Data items
——
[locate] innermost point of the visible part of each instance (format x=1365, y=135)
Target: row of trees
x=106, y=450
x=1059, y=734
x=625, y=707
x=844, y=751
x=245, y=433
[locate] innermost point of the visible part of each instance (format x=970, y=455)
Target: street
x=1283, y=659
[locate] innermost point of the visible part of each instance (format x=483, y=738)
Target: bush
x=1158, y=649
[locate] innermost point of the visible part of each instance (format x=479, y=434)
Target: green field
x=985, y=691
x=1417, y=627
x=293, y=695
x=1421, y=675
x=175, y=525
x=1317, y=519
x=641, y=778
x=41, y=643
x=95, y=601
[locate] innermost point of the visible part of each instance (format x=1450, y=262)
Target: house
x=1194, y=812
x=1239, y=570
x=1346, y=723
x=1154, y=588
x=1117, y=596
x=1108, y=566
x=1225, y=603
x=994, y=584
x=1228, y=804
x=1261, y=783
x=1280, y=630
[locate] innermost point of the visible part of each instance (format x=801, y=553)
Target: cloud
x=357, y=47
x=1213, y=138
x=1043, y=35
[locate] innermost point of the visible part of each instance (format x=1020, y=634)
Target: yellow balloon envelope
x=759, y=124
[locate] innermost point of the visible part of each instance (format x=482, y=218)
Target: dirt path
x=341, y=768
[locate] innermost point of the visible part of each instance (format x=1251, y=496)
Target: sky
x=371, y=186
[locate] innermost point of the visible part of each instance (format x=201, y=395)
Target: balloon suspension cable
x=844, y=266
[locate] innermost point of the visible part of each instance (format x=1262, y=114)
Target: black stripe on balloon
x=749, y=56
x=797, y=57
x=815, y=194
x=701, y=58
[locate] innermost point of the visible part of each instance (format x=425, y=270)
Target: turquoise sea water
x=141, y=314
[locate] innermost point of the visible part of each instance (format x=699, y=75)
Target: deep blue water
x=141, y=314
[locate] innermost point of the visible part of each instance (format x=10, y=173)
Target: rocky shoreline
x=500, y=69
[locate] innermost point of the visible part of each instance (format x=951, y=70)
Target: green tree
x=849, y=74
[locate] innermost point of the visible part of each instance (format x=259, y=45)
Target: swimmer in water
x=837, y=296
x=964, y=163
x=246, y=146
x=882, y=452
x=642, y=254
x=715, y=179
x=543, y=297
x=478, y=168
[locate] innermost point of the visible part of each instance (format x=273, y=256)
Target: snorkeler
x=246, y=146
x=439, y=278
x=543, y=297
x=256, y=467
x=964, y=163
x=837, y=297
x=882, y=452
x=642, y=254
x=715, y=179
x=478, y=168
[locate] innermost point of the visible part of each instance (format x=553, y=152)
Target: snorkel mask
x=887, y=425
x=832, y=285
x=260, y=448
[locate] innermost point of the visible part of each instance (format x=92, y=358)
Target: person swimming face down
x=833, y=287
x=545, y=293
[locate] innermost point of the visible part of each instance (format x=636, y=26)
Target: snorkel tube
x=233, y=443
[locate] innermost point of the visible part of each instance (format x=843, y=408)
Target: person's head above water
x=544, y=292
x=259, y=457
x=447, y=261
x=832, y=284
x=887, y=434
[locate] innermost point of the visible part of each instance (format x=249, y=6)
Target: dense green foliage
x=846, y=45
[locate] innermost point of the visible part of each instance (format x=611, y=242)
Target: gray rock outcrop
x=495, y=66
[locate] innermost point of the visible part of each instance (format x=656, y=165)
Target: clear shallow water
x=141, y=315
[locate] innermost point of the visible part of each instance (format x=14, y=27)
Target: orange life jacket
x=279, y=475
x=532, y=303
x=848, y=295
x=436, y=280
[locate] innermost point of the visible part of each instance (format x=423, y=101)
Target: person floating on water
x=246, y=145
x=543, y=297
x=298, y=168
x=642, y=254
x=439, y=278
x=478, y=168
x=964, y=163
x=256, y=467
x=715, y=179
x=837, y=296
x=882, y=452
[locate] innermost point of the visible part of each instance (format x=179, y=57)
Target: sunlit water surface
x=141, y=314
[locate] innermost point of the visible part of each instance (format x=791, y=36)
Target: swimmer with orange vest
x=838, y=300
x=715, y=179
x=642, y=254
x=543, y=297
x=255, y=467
——
* [What you have to do] Copy, exactly and only, the lines above that begin with the one containing "Target: green field" and finish with the one containing "(format x=482, y=218)".

* [Solution for this problem]
Target: green field
x=985, y=691
x=1417, y=627
x=293, y=695
x=1421, y=675
x=175, y=525
x=1317, y=519
x=641, y=778
x=41, y=643
x=95, y=601
[locate] innermost point of the visible part of each instance (format x=1450, y=262)
Target: house
x=1194, y=812
x=1239, y=570
x=1346, y=723
x=1154, y=588
x=1117, y=596
x=1108, y=566
x=1225, y=603
x=994, y=584
x=1228, y=804
x=1261, y=783
x=1280, y=630
[locate] innermost point of the visible part of each instance (format x=801, y=553)
Target: cloud
x=357, y=47
x=1213, y=138
x=1043, y=35
[locate] innermost point of the visible part of each instance (format x=1020, y=634)
Target: yellow balloon envelope
x=759, y=124
[locate] innermost point of the visible part of each instance (format x=482, y=218)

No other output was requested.